→ **The request**
Rewrite the items below, swapping every "instance" for "occurrence" and keeping all other text the same.

→ **Records shown**
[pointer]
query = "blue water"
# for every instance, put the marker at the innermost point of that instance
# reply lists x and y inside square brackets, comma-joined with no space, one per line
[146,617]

→ **Answer below**
[pointer]
query = "blue water"
# for every occurrence, put the marker at the innermost point of that occurrence
# reply lists x and y inside square brackets, comma-joined with no space, one per line
[146,617]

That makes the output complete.